* [RECORDED INFORMATION]
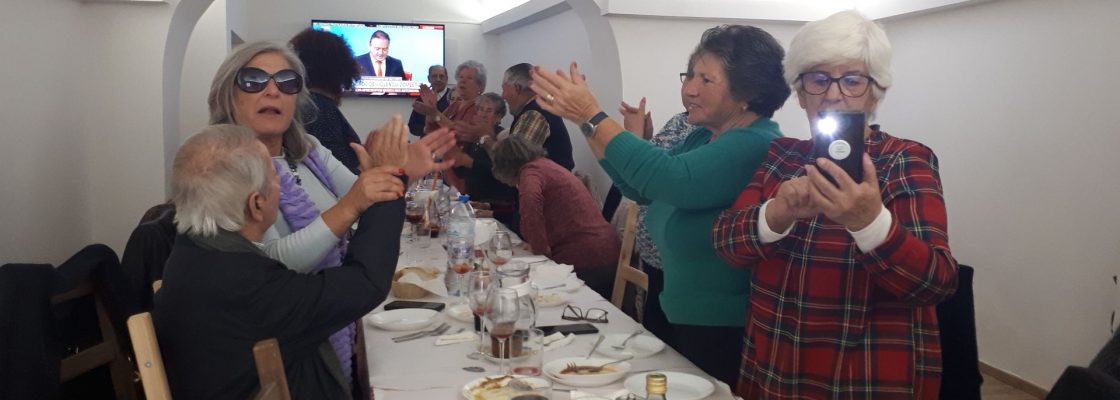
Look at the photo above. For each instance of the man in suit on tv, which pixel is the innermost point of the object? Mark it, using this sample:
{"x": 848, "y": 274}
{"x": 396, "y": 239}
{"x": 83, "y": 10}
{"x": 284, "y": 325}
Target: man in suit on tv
{"x": 378, "y": 62}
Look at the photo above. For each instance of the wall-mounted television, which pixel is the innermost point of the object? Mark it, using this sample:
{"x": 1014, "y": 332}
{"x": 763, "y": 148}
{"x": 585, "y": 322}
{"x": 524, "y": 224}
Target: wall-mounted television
{"x": 393, "y": 56}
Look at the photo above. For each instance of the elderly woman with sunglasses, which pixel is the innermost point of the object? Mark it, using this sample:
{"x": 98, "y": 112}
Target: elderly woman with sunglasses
{"x": 847, "y": 275}
{"x": 260, "y": 85}
{"x": 734, "y": 85}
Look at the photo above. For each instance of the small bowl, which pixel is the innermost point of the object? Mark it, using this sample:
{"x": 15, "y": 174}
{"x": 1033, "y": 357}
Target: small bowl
{"x": 613, "y": 372}
{"x": 409, "y": 290}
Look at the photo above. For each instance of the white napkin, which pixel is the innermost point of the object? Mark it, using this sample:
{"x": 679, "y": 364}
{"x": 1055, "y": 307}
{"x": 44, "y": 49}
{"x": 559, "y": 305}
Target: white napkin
{"x": 549, "y": 273}
{"x": 435, "y": 285}
{"x": 579, "y": 396}
{"x": 557, "y": 341}
{"x": 459, "y": 337}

* [PROBLEM DESCRIPTION] Pull out every line above that holds the word "using".

* [RESULT OF THIS TASK]
Look at the photo above. For each instance of the man in suit on tv, which pixel is the innermost point of the object? Mark it, using this sample:
Look at the photo above. For each instance of the wall-mounted television, which pixel is the innermost point of the object? Mark it, using this sample:
Look at the photo above. For each instance of the elderly woman with sunglasses, which pixel is the innermost point of the object? Mark it, using this sample:
Look at the photo above. For each instance of the small bowl, which pixel is the innermost point of the object? Mark it, using this sample:
Look at the photo above. For each instance of the white napkin, which pixel is the innermost point of the object? Mark it, using this sample:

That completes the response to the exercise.